— Start Document excerpt —

In Matter of Beal Props. v. State Liq. Auth. (37 NY2d 861, 862 [378 N.Y.S.2d 43, 340 N.E.2d 476] ) we held that the State Liquor Authority did not have authority to impose a sanction against nude dancing "absent a regulation by the agency giving notice that conduct not lewd or indecent per se was proscribed." That decision may not properly be read as implying that just any regulation, regardless of its constitutional validity, would serve to confer such authority. What the agency adopted following our decision in that case was the presently unchallenged 6-foot 18-inch regulation referred to (supra 54 N.Y.2d at p. 232, 445 N.Y.S.2d 87, 429 N.E.2d 765).

We do not now undertake to define the standard to be applied under our State Constitution to determine whether a particular regulation of speech or conduct in connection with the sale or consumption of alcoholic beverages violates the guarantee of freedom of expression declared in section 8 of article I. It would seem that the test would be higher than that of mere rational relationship, the standard required for the justification of any exercise of the police power quite independent of the provision of section 8 of article I. Presumably, too, the standard would be significantly different depending on the nature of the speech or conduct to be regulated, e.g., as between topless dancing, on the one hand, and political activity, on the other, assuming indeed that the latter would be subject to any such regulation. (Bellanca II, 54 N.Y.2d at 236 n. 8, 445 N.Y.S.2d 87, 429 N.E.2d 765 [emphasis added].

— End Document excerpt —
— Start Extracted data —

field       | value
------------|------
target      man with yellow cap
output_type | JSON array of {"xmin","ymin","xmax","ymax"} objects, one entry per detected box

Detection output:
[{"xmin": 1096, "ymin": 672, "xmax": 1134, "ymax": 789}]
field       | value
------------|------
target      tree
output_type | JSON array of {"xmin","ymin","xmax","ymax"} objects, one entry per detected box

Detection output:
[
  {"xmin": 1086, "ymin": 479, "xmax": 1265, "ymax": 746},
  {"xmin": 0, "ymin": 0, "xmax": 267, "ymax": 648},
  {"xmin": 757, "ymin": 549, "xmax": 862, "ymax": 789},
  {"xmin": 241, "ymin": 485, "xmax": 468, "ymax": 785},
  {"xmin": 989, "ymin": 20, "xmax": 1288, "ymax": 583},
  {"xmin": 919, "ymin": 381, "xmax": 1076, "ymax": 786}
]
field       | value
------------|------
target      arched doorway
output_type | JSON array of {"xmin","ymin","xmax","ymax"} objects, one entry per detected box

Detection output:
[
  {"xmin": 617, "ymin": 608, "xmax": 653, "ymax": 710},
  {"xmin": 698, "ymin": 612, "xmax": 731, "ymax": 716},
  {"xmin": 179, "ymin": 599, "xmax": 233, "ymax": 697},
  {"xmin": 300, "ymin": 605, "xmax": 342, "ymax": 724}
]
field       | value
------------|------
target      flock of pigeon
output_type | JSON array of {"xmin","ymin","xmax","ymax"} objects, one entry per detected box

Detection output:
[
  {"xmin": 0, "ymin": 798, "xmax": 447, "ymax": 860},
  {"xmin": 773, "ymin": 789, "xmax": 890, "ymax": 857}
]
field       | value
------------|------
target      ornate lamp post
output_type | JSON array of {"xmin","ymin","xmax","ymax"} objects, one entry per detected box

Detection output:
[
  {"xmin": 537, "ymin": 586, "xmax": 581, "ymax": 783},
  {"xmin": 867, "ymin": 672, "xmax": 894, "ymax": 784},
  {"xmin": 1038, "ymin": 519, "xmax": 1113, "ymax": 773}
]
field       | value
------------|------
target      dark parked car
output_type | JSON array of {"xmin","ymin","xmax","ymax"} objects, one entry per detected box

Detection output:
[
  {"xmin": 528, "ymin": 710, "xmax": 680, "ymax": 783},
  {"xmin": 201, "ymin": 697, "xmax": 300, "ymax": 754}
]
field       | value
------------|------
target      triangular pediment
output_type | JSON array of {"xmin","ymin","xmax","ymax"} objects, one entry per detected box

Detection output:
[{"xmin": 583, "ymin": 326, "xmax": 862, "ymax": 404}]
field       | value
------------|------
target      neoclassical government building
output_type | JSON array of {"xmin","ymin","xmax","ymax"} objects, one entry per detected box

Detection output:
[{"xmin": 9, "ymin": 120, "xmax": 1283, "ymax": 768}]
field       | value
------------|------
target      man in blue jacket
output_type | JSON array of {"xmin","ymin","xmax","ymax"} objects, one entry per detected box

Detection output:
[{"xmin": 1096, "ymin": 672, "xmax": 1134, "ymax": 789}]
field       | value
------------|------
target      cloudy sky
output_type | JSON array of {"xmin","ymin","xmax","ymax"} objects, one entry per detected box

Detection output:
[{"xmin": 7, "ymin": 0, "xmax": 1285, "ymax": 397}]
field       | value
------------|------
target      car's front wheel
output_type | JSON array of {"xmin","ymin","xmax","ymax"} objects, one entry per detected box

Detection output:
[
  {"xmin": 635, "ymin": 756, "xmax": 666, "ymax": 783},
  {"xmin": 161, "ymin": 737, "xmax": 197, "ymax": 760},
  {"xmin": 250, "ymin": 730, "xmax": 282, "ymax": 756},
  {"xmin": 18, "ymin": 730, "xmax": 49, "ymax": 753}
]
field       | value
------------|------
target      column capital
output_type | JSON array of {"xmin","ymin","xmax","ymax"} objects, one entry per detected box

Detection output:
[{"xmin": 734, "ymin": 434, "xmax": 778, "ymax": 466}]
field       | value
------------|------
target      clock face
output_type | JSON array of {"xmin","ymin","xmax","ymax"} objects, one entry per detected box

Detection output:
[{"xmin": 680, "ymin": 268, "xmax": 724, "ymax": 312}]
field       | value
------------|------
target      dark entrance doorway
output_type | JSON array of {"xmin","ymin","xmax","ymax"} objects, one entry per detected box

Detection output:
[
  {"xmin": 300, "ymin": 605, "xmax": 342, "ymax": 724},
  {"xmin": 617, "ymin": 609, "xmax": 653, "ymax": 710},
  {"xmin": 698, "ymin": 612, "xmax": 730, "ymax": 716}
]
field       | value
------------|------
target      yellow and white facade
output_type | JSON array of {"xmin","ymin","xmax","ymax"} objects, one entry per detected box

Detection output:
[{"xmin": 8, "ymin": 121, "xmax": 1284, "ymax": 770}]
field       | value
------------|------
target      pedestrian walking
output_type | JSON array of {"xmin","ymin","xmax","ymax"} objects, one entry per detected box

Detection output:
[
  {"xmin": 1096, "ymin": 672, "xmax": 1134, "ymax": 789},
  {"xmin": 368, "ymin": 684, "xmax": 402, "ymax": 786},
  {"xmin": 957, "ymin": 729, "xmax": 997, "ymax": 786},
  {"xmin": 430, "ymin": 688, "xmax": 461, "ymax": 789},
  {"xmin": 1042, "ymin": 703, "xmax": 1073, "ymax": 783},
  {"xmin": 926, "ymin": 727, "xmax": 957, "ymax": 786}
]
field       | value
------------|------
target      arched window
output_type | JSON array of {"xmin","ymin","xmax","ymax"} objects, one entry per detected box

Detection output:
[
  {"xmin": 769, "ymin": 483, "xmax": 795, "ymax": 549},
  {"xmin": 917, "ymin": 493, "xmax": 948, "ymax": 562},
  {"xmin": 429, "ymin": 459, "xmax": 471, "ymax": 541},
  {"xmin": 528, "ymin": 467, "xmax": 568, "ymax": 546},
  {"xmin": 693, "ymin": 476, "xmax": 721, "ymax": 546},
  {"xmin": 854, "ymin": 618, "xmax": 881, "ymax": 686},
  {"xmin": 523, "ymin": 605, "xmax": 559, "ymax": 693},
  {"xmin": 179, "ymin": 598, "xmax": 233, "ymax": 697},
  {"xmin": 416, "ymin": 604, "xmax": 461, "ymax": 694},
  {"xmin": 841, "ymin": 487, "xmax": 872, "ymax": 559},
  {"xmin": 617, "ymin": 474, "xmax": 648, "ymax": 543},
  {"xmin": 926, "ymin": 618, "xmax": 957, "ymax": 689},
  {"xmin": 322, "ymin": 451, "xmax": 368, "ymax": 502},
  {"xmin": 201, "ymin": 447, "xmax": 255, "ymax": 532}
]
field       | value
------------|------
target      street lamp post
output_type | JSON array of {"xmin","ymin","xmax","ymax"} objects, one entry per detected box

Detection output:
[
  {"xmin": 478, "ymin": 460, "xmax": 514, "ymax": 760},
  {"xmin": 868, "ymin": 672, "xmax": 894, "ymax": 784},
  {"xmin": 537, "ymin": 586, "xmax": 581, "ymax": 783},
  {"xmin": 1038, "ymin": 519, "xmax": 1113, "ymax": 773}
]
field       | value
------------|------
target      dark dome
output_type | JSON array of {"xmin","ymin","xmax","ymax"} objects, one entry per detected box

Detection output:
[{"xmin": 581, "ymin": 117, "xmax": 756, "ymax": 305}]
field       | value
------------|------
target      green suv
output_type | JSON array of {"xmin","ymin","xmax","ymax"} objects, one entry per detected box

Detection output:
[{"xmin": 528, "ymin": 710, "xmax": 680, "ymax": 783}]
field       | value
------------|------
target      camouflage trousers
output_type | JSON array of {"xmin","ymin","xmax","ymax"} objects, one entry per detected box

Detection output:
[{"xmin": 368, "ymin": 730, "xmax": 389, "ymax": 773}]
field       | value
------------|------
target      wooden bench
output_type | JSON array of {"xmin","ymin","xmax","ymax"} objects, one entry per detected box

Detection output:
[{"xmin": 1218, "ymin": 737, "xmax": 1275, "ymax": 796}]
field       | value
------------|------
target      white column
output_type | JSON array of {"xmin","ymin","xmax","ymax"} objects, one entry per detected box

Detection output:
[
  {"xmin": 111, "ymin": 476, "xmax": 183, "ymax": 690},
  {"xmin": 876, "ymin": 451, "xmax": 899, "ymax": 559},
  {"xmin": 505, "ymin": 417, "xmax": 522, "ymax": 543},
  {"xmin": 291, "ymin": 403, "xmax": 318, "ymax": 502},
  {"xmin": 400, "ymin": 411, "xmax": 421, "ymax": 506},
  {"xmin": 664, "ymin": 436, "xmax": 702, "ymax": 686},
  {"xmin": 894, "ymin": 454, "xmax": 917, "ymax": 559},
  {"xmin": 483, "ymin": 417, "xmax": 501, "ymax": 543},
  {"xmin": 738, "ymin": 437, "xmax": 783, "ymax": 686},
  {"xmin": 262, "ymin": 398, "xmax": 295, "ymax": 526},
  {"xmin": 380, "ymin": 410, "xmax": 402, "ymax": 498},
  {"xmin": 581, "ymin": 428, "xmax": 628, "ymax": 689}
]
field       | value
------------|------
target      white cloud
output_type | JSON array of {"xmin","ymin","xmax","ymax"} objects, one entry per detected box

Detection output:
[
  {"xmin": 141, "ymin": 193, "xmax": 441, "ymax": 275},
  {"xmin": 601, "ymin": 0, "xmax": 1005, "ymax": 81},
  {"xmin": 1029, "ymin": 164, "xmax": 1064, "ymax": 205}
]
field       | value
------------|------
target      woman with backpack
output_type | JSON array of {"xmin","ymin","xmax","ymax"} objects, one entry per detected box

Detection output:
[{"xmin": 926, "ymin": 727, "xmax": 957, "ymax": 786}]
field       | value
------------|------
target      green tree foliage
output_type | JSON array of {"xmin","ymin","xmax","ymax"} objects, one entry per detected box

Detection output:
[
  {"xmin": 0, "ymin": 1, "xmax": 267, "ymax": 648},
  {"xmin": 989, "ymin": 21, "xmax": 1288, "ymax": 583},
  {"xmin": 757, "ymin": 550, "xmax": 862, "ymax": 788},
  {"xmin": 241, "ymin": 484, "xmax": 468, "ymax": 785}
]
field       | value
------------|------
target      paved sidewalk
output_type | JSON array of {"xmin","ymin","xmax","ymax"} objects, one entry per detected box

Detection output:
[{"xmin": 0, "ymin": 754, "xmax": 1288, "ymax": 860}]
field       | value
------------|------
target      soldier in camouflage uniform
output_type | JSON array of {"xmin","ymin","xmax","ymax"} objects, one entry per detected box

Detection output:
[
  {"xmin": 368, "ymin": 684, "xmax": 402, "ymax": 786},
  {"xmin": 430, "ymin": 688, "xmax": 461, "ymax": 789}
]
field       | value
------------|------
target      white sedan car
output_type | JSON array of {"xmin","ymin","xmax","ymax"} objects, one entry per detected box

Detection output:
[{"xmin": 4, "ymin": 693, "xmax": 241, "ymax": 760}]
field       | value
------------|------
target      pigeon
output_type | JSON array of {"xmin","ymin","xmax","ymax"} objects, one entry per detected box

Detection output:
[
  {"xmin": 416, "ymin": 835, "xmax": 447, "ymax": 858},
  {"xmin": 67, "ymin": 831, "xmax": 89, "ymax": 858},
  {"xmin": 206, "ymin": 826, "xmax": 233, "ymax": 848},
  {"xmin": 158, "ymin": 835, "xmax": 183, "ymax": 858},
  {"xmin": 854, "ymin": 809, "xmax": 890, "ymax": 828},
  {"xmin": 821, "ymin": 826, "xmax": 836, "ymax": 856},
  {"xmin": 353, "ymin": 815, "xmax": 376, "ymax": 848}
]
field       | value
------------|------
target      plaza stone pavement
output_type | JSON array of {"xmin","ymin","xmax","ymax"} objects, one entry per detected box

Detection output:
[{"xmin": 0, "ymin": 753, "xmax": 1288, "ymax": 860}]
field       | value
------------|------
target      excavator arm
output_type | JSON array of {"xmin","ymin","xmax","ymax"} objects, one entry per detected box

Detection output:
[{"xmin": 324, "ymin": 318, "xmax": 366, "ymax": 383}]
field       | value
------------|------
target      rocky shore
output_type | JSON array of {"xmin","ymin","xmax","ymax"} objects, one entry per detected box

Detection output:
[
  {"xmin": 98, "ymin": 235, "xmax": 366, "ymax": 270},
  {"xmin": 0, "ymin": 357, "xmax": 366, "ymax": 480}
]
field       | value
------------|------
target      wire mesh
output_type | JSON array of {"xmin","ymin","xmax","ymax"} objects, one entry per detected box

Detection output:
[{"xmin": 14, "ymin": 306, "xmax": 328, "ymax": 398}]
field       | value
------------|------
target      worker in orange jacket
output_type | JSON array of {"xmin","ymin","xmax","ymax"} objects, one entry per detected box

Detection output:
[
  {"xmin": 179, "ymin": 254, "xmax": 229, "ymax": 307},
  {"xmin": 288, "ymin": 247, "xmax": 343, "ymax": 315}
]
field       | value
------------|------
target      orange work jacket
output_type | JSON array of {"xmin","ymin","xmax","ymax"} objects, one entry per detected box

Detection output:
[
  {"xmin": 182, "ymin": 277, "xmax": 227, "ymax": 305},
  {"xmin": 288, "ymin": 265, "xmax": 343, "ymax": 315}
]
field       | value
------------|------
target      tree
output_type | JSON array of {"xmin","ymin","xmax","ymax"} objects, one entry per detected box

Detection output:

— End Extracted data —

Reproduce word for word the part of the court opinion excerpt starting with "In Matter of" and going on through "429 N.E.2d 765).".

In Matter of Beal Props. v. State Liq. Auth. (37 NY2d 861, 862 [378 N.Y.S.2d 43, 340 N.E.2d 476] ) we held that the State Liquor Authority did not have authority to impose a sanction against nude dancing "absent a regulation by the agency giving notice that conduct not lewd or indecent per se was proscribed." That decision may not properly be read as implying that just any regulation, regardless of its constitutional validity, would serve to confer such authority. What the agency adopted following our decision in that case was the presently unchallenged 6-foot 18-inch regulation referred to (supra 54 N.Y.2d at p. 232, 445 N.Y.S.2d 87, 429 N.E.2d 765).